= Opdrachteisen =
Schrijf uit de leestekst over de feiten het gedeelte letterlijk over dat begint bij "De achterkant van het" en eindigt bij "(blauw gekleurd) weergegeven.".

= Leestekst =
Vervolgens is vonnis bepaald.

2..De feiten

2.1.
[naam eiseres] is eigenaar van het perceel met het bedrijfspand aan de [adres 1] (hierna: het bedrijfspand). Zij exploiteert haar fysiotherapiepraktijk in het bedrijfspand.
2.2.
[naam gedaagde 1] en [naam gedaagde 2] zijn eigenaar van het perceel met de woning aan de [adres 2] (hierna: de woning).
2.3.
De achterkant van het bedrijfspand ligt tegenover de achterkant van de woning. De voorkant van de woning komt uit op de [straatnaam 1]. Vanuit de achterkant van de woning is de openbare weg aan de [straatnaam 2] alleen (direct) bereikbaar als door het bedrijfspand heen wordt gelopen. Op de onderstaande luchtfoto (uit de conclusie van antwoord van [naam gedaagde 1] en [naam gedaagde 2]) zijn het perceel met het bedrijfspand (rood omlijnd) en het perceel met de woning (blauw gekleurd) weergegeven.

= Vermeldingen =
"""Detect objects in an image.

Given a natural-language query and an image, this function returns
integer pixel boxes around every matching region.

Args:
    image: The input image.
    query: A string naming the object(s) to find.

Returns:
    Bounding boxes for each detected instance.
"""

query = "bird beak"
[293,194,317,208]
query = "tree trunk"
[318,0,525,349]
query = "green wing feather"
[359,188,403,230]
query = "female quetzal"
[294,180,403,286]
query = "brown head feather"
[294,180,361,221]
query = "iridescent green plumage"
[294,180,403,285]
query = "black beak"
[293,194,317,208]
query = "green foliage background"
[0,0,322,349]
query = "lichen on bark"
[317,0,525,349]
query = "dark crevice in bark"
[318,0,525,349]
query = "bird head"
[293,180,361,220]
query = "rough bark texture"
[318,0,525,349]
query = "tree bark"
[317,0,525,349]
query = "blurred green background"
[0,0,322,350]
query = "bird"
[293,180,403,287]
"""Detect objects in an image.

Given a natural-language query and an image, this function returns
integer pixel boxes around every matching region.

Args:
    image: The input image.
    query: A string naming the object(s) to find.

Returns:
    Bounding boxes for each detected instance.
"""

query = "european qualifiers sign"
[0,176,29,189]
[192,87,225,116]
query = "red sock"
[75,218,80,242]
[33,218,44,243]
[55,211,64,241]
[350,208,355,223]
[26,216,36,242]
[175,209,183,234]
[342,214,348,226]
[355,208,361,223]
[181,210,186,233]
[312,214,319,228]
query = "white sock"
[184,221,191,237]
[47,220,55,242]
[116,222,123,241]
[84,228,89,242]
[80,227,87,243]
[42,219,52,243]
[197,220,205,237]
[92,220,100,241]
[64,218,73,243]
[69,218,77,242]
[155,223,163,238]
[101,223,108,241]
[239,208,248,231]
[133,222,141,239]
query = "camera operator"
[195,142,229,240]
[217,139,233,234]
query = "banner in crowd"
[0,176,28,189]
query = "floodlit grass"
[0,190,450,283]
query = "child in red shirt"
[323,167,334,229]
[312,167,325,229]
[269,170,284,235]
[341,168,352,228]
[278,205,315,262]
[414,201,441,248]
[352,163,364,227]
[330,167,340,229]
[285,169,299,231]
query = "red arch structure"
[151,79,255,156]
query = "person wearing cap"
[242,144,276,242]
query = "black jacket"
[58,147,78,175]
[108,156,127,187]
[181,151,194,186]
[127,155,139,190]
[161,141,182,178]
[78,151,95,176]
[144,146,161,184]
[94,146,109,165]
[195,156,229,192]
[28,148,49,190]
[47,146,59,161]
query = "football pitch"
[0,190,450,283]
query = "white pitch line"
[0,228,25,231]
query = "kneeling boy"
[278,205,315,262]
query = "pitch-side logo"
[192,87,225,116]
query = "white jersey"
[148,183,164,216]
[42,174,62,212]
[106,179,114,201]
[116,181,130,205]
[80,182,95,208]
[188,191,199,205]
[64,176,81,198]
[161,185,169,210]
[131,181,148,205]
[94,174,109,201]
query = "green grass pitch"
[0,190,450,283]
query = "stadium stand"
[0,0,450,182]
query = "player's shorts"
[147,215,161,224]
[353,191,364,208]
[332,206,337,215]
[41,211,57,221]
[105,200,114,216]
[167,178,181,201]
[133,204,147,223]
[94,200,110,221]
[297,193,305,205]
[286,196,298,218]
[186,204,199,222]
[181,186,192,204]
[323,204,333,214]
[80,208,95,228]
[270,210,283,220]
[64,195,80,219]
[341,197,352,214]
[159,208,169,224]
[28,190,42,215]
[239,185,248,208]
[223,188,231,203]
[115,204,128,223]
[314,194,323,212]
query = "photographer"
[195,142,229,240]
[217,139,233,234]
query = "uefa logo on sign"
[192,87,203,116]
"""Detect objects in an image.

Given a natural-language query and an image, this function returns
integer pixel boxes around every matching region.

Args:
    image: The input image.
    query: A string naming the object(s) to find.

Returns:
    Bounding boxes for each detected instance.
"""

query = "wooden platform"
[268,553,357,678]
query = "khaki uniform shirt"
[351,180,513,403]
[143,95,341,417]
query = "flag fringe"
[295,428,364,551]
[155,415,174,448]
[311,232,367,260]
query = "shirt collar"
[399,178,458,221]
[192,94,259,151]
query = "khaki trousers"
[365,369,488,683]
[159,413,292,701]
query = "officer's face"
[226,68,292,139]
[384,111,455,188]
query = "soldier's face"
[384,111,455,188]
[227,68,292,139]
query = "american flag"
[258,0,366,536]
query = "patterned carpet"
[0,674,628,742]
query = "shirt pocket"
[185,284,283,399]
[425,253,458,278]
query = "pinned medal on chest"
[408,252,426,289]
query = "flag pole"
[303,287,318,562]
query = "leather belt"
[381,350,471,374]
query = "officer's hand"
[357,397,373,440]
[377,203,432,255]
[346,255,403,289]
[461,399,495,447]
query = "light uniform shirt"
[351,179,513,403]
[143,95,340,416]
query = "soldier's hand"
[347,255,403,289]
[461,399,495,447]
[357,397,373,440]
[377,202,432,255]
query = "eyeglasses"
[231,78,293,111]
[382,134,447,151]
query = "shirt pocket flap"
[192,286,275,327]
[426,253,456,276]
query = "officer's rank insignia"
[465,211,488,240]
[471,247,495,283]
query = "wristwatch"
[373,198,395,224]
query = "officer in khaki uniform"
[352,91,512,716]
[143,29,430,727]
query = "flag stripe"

= Schriftelijk antwoord =
De achterkant van het bedrijfspand ligt tegenover de achterkant van de woning. De voorkant van de woning komt uit op de [straatnaam 1]. Vanuit de achterkant van de woning is de openbare weg aan de [straatnaam 2] alleen (direct) bereikbaar als door het bedrijfspand heen wordt gelopen. Op de onderstaande luchtfoto (uit de conclusie van antwoord van [naam gedaagde 1] en [naam gedaagde 2]) zijn het perceel met het bedrijfspand (rood omlijnd) en het perceel met de woning (blauw gekleurd) weergegeven.